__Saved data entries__
▼▼▼

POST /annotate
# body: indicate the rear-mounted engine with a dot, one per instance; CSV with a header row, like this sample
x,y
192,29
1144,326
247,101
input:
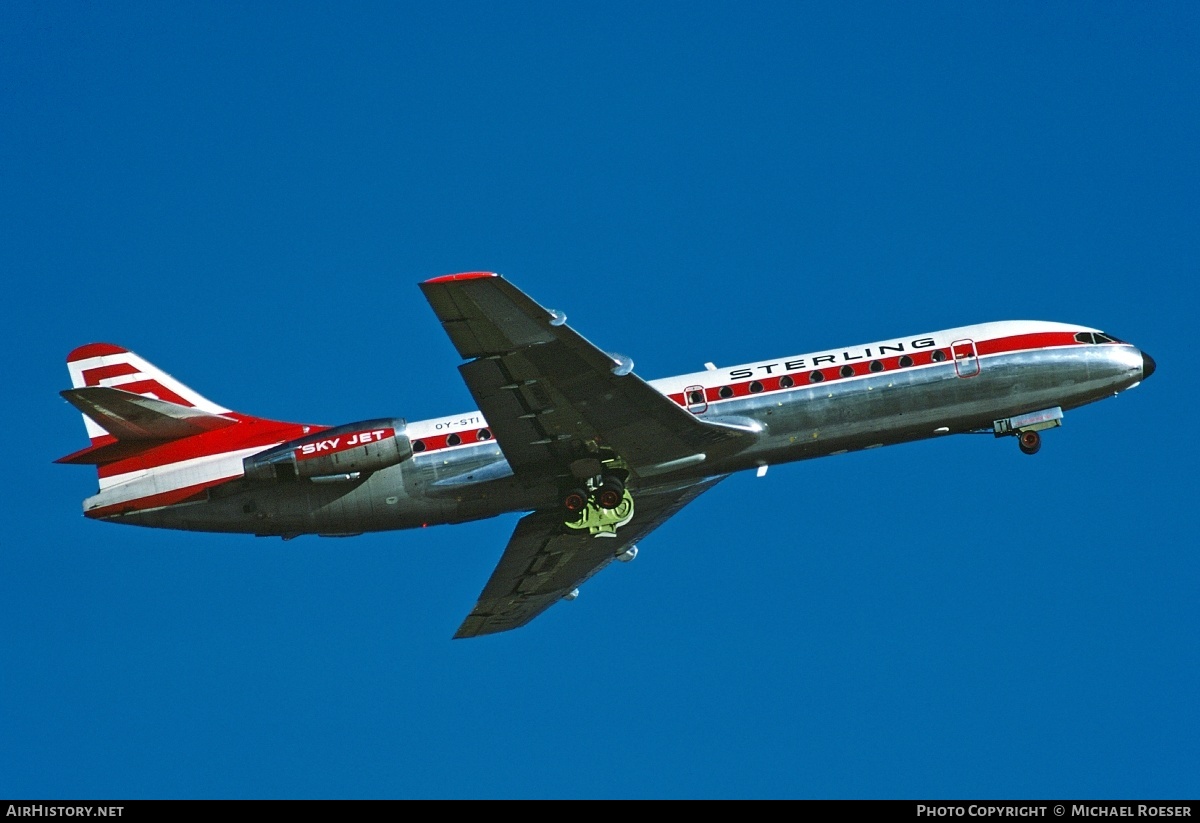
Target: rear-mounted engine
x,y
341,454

▲▲▲
▼▼▼

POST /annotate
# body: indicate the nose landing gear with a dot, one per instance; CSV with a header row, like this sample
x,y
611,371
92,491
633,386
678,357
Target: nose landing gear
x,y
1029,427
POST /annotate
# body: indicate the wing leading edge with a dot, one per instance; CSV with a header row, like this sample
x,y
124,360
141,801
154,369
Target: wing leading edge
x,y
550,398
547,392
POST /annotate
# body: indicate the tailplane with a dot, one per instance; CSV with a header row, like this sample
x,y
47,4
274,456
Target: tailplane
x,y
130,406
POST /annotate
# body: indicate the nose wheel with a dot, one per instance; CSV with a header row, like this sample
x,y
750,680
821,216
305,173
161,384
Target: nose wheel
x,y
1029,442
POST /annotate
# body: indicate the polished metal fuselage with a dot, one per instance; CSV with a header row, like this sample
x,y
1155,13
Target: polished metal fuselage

▲▲▲

Return every line from the records above that holds the word "polished".

# body: indicate the polished metal fuselage with a dot, one per instance; CSV with a header row, like this sample
Target: polished metal fuselage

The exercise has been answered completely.